- Supplied information -

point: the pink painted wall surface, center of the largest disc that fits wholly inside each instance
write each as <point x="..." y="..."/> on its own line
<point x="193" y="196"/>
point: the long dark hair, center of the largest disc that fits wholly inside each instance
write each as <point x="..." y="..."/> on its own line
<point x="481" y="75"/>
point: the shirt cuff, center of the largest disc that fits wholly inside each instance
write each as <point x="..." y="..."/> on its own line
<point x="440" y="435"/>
--
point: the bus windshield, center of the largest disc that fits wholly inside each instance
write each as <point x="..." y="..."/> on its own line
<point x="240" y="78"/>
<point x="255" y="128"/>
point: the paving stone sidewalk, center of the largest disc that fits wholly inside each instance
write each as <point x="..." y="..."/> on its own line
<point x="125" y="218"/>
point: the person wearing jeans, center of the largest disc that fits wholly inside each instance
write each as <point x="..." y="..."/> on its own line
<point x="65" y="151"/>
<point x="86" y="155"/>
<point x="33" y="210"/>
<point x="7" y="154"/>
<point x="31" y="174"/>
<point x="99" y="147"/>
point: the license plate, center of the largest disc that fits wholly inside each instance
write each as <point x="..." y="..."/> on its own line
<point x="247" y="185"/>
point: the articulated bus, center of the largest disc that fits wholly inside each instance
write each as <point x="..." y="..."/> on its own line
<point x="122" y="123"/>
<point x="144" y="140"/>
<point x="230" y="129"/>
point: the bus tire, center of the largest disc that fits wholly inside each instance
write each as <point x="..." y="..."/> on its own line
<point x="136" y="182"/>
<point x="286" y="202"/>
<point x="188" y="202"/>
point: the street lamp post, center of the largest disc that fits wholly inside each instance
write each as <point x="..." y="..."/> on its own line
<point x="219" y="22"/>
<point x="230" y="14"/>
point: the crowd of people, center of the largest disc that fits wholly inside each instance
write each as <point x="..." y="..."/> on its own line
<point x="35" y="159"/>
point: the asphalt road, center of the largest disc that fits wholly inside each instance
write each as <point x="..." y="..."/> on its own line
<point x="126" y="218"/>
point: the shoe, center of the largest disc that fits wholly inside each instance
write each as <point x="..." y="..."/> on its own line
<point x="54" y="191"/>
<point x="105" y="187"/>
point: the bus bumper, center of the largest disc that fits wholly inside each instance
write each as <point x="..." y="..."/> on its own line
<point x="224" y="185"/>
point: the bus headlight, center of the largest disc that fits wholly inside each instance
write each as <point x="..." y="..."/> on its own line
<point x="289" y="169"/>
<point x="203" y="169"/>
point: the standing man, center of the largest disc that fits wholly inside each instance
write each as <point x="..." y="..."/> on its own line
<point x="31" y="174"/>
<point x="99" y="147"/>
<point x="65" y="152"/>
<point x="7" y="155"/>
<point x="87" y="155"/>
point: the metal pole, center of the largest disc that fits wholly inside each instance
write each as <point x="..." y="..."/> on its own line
==
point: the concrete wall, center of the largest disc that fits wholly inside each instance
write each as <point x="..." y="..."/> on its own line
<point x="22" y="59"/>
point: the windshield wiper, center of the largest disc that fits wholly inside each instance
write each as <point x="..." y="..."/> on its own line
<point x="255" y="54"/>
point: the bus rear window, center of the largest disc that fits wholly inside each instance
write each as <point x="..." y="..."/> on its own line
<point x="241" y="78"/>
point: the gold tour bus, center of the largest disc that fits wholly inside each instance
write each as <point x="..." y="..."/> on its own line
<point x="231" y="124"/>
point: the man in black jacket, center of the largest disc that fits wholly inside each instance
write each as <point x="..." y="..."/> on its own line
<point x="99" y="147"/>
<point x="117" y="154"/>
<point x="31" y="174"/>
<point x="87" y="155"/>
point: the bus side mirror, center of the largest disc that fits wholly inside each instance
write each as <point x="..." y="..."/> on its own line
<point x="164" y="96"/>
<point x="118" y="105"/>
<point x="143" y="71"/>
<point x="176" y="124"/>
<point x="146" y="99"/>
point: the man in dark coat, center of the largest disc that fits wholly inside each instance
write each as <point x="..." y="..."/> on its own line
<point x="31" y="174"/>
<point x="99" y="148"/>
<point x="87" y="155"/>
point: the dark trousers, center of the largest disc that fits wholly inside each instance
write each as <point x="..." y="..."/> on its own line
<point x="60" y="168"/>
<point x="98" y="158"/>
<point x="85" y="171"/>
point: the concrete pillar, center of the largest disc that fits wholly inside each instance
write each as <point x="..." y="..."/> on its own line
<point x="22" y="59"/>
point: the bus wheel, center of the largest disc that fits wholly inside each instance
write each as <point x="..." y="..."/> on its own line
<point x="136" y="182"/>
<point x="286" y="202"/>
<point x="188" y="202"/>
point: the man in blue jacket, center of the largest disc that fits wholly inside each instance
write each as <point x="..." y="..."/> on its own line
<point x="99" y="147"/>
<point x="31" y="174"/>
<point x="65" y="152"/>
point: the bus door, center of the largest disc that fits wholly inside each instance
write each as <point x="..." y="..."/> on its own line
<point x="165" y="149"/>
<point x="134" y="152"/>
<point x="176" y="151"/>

- Goal -
Please return every line of the records that contains the word "concrete", matching case exactly.

- Response to this exercise -
point: the concrete wall, center of the largest disc that fits wholly inside each instance
point: the concrete pillar, center of the largest disc that fits wholly inside each instance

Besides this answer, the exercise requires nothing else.